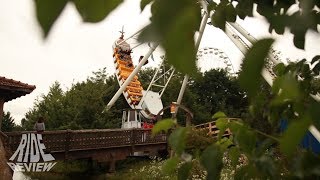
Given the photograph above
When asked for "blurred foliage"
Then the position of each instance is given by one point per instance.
(7, 122)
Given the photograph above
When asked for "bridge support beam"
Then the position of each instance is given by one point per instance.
(112, 163)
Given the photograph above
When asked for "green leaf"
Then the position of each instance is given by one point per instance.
(252, 66)
(95, 10)
(246, 139)
(289, 86)
(211, 159)
(163, 125)
(219, 115)
(293, 135)
(177, 140)
(170, 165)
(279, 69)
(184, 171)
(222, 125)
(316, 69)
(314, 59)
(231, 14)
(299, 40)
(173, 26)
(234, 155)
(47, 13)
(144, 3)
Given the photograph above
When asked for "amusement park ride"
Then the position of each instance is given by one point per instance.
(145, 104)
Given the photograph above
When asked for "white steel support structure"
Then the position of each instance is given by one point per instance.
(131, 76)
(197, 44)
(266, 74)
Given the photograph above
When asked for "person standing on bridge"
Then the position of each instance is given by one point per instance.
(39, 125)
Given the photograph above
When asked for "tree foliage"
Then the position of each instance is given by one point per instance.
(7, 122)
(80, 107)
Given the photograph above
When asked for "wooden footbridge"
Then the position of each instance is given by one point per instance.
(102, 145)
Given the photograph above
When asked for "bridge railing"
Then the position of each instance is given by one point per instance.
(74, 140)
(212, 128)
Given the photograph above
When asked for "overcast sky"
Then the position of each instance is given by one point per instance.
(75, 49)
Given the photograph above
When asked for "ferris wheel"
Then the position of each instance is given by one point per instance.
(213, 58)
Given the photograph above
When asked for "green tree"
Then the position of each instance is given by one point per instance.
(80, 107)
(7, 122)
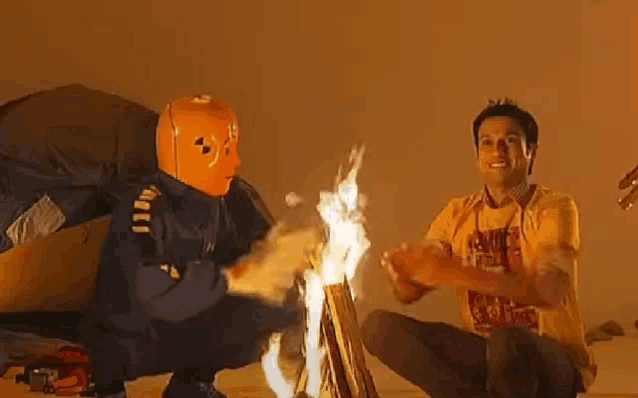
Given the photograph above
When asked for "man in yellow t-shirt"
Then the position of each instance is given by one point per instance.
(511, 253)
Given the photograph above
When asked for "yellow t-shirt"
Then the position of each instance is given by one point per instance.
(505, 239)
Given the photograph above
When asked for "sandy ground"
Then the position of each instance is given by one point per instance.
(618, 360)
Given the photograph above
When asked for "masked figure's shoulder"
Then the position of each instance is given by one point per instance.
(145, 206)
(243, 196)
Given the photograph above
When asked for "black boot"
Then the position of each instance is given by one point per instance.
(185, 384)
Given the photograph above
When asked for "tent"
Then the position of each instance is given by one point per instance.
(65, 154)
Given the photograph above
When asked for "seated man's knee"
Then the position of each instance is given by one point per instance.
(374, 329)
(510, 339)
(511, 371)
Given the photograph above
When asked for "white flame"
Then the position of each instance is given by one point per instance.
(270, 363)
(342, 214)
(314, 298)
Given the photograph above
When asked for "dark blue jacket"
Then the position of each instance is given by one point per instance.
(167, 242)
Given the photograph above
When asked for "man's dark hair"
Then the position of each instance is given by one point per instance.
(508, 107)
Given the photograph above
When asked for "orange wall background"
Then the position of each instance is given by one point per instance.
(311, 79)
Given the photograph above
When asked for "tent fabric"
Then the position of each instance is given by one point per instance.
(76, 145)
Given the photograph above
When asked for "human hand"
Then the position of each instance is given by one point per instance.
(270, 271)
(399, 264)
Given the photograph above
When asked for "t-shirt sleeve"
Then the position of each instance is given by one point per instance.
(439, 233)
(559, 236)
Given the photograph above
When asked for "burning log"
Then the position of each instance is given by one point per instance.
(346, 374)
(335, 364)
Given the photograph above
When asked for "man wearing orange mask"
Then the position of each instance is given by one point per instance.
(176, 291)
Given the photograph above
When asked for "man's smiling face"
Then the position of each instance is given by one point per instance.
(504, 157)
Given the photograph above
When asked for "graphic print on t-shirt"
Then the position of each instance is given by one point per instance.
(497, 251)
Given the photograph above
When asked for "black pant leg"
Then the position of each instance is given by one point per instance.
(232, 334)
(442, 360)
(523, 364)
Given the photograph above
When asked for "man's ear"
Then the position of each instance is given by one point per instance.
(531, 155)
####################
→ **YOUR OBJECTIVE**
Which lines of the material above contain the string "shirt"? Show each of them in full.

→ **CORRECT ANSWER**
When asked for "man in yellow t-shirt"
When asked for "yellow t-shirt"
When asked for "t-shirt sleeve"
When asked for "graphic print on t-shirt"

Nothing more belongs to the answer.